Aim of the task: Below are the records; pull every line that includes "bare".

Entries shown:
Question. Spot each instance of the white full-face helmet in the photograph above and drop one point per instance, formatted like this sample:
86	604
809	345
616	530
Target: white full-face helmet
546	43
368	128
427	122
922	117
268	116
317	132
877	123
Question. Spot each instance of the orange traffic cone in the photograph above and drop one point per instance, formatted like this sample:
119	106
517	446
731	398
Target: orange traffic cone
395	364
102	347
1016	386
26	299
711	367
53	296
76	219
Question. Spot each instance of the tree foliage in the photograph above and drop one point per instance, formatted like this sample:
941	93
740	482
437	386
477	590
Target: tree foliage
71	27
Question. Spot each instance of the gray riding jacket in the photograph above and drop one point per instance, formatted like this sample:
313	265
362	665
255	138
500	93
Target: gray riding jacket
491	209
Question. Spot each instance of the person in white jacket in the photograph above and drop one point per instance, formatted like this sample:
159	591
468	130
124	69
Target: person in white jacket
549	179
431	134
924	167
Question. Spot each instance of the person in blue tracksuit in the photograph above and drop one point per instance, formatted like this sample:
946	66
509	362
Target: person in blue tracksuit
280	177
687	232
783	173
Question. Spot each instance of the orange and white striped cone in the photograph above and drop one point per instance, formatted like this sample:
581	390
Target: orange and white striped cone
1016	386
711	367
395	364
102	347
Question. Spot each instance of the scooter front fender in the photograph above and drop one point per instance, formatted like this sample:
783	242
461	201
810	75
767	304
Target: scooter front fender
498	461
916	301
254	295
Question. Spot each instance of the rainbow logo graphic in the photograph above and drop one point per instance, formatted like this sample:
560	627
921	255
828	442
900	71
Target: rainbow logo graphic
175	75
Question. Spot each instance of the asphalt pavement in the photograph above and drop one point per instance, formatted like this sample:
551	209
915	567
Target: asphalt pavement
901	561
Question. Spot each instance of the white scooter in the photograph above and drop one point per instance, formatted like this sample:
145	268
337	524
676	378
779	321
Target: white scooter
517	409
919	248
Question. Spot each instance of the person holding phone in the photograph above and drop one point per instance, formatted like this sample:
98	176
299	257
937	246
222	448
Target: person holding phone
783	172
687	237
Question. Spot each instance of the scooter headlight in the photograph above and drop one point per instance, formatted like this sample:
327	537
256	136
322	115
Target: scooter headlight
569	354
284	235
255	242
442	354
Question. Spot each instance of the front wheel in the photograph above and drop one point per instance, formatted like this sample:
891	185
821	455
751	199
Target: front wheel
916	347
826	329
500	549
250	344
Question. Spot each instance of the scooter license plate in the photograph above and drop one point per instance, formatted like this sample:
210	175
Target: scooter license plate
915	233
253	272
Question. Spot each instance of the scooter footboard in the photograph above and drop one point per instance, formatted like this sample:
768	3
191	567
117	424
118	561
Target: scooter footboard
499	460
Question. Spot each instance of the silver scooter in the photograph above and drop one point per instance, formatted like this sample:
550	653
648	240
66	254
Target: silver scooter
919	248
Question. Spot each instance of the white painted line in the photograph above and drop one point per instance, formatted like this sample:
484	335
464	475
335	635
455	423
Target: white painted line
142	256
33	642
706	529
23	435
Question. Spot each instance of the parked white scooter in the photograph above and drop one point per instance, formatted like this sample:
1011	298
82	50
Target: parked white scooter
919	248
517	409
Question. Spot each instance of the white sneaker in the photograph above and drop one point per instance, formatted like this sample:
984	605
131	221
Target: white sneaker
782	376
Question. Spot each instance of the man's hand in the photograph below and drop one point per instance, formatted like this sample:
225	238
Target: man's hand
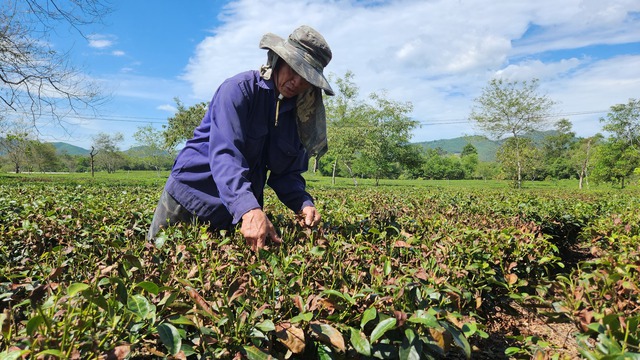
256	228
311	216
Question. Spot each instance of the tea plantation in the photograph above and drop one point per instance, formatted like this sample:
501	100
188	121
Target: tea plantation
393	272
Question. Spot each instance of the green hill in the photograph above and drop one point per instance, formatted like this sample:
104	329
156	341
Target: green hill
486	147
64	148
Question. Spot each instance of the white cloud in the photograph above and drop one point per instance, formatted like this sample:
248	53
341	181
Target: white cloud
100	41
168	108
440	54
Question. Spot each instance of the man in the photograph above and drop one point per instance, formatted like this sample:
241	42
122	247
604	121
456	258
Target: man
260	128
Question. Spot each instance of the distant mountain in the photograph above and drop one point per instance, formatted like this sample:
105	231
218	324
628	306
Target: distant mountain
486	147
64	148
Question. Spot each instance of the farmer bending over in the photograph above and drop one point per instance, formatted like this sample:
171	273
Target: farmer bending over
258	122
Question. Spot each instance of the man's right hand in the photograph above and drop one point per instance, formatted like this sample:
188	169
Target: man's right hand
257	228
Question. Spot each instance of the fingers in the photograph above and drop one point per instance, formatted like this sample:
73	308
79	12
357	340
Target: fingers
257	228
311	216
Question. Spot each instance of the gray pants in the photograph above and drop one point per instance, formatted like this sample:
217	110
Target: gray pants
168	212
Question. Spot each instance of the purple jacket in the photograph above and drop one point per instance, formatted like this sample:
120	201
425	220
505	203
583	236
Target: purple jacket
221	172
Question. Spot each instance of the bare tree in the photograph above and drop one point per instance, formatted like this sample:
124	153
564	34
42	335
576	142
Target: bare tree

Task result:
Question. Spot each instance of the bare tree in the photograph above and drop one point per instance, formatted like this sample:
Target: bare tree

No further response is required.